必要な作業 — 周産期うつ病に関する本文のうち、「以上のように周産期うつ病が増」から始まり「のリスクとなっています3)。」まで続く部分を一字一句変えずに返してください。

本文 —
【質問者】
重見大介 東京大学大学院博士課程 (医学部医学系研究科臨床疫学・経済学)
【周産期うつ病は増加しており,気軽につながれるサポートの周知,在宅勤務に合わせた就業サポートの構築が不可欠である】
日本人女性のうつ病の有病率は男性のおよそ2倍と言われており1),周産期うつ病の有病率は妊娠うつ病が6.5~12.9%,産後うつ病が10~20%とされています2)。新型コロナウイルス感染症の流行により,海外では周産期うつ病の有病率が27.4%3),33.7%4)と増加しているとの報告も出てきています。わが国でも遠隔医療相談での周産期うつ病のスクリーニング検査において,35%の女性が陽性という結果でした5)。
以上のように周産期うつ病が増加している要因として,新型コロナウイルス感染症が母体と赤ちゃんの生命を脅かすことや必要な出生前ケアが受けられないことへの懸念,人間関係の緊張,感染症流行による社会的孤立などが挙げられています6)。また,自分や胎児が新型コロナウイルス感染症に罹患することへの不安や,感染症のために病院を受診できずに妊婦健診が遅れることが周産期うつ病のリスクとなっています3)。

元データ —
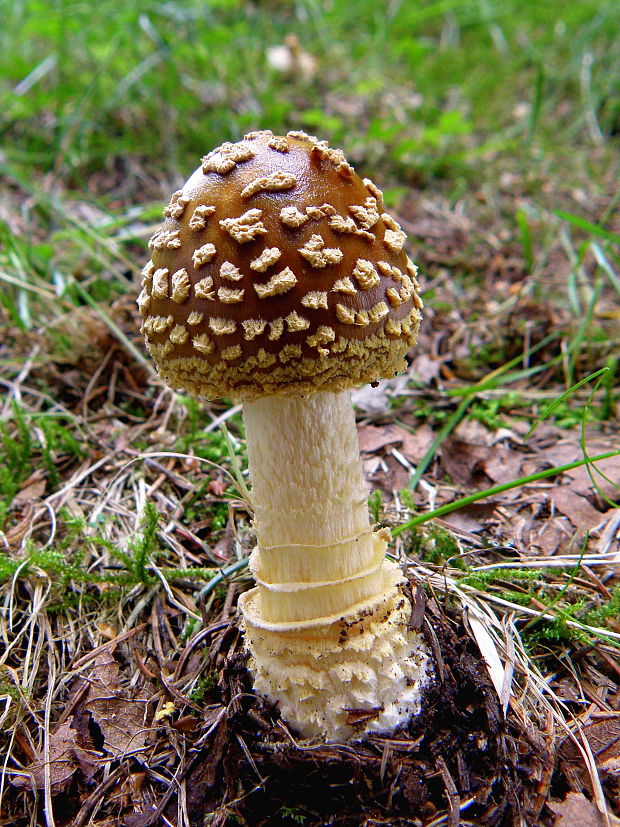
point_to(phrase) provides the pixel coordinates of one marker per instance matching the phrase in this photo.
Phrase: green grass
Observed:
(428, 86)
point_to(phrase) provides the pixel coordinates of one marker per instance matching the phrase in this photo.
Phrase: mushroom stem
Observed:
(316, 554)
(327, 624)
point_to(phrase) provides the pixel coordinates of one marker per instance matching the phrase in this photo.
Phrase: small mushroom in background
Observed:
(279, 279)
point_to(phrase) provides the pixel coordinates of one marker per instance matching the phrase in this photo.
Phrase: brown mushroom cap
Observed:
(277, 271)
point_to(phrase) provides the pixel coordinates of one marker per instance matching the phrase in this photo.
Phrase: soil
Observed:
(461, 758)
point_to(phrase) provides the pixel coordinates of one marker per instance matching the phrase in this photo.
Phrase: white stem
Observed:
(327, 624)
(316, 551)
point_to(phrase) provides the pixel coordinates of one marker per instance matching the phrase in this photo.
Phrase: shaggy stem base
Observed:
(327, 623)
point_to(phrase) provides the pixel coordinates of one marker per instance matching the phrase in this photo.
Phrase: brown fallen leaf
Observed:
(33, 491)
(603, 737)
(65, 756)
(120, 716)
(576, 507)
(372, 438)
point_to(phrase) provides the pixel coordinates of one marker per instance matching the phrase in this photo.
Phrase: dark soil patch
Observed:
(460, 758)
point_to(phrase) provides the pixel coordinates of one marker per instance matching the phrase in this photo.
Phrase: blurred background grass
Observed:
(419, 90)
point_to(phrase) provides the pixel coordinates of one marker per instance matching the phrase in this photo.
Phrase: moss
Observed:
(434, 544)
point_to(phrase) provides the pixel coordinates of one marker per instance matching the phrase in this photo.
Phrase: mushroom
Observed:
(279, 279)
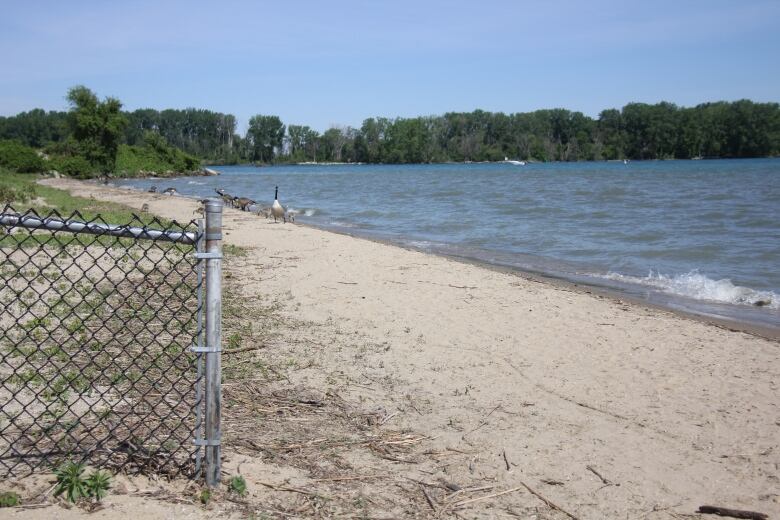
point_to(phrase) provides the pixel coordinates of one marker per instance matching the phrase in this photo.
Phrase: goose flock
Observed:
(276, 210)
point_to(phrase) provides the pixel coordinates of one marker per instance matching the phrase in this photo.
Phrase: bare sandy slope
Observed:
(613, 410)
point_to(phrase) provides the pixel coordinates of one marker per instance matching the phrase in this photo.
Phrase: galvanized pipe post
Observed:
(213, 383)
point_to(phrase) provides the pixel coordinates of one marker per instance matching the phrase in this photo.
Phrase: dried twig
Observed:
(428, 498)
(548, 502)
(605, 481)
(506, 460)
(733, 513)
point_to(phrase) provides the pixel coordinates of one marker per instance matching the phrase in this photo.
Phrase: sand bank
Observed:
(611, 408)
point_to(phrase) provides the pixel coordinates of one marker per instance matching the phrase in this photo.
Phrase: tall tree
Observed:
(97, 126)
(266, 134)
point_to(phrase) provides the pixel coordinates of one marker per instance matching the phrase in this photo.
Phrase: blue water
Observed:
(703, 236)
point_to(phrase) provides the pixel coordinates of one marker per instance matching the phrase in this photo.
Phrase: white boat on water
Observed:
(516, 163)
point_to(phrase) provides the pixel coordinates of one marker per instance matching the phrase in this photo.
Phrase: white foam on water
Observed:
(699, 287)
(339, 223)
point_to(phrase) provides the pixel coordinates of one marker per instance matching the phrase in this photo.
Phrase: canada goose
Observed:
(277, 210)
(264, 212)
(242, 202)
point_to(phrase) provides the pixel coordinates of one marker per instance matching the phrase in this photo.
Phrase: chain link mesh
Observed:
(95, 359)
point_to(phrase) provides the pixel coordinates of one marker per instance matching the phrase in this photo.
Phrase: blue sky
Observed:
(339, 62)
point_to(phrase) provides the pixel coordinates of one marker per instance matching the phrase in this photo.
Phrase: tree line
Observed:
(637, 131)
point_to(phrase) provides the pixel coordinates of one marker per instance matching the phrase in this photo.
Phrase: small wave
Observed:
(699, 287)
(339, 223)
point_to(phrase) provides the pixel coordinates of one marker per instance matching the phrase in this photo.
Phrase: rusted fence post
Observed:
(213, 350)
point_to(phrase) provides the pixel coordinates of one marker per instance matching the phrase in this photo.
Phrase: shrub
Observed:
(71, 483)
(156, 155)
(15, 189)
(9, 499)
(97, 484)
(74, 166)
(19, 157)
(237, 485)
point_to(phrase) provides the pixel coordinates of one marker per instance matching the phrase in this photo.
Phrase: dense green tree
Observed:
(265, 134)
(637, 131)
(97, 127)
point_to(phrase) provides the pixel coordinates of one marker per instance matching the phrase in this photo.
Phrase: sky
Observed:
(336, 63)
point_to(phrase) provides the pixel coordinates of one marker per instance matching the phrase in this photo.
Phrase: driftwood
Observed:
(733, 513)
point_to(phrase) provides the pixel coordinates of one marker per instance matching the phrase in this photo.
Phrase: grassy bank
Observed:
(22, 192)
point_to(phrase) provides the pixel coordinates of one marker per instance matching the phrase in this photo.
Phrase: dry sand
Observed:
(609, 409)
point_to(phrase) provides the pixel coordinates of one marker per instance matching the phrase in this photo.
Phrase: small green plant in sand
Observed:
(72, 483)
(237, 485)
(98, 484)
(9, 499)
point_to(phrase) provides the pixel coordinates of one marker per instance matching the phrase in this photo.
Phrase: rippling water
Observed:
(699, 235)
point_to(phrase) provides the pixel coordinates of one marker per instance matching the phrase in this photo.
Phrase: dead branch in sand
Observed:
(733, 513)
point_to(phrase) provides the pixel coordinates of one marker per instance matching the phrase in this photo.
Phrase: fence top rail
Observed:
(31, 220)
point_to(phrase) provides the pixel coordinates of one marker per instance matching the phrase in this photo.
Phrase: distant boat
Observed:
(516, 163)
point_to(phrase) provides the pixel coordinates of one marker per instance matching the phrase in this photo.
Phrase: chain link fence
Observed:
(105, 347)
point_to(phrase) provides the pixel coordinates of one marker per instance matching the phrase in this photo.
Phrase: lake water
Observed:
(702, 236)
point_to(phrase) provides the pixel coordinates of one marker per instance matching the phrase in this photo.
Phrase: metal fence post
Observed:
(213, 320)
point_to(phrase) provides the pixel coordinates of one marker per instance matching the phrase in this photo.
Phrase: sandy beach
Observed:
(605, 407)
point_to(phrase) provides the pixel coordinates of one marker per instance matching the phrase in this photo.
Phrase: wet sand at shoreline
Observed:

完成した解答 —
以上のように周産期うつ病が増加している要因として,新型コロナウイルス感染症が母体と赤ちゃんの生命を脅かすことや必要な出生前ケアが受けられないことへの懸念,人間関係の緊張,感染症流行による社会的孤立などが挙げられています6)。また,自分や胎児が新型コロナウイルス感染症に罹患することへの不安や,感染症のために病院を受診できずに妊婦健診が遅れることが周産期うつ病のリスクとなっています3)。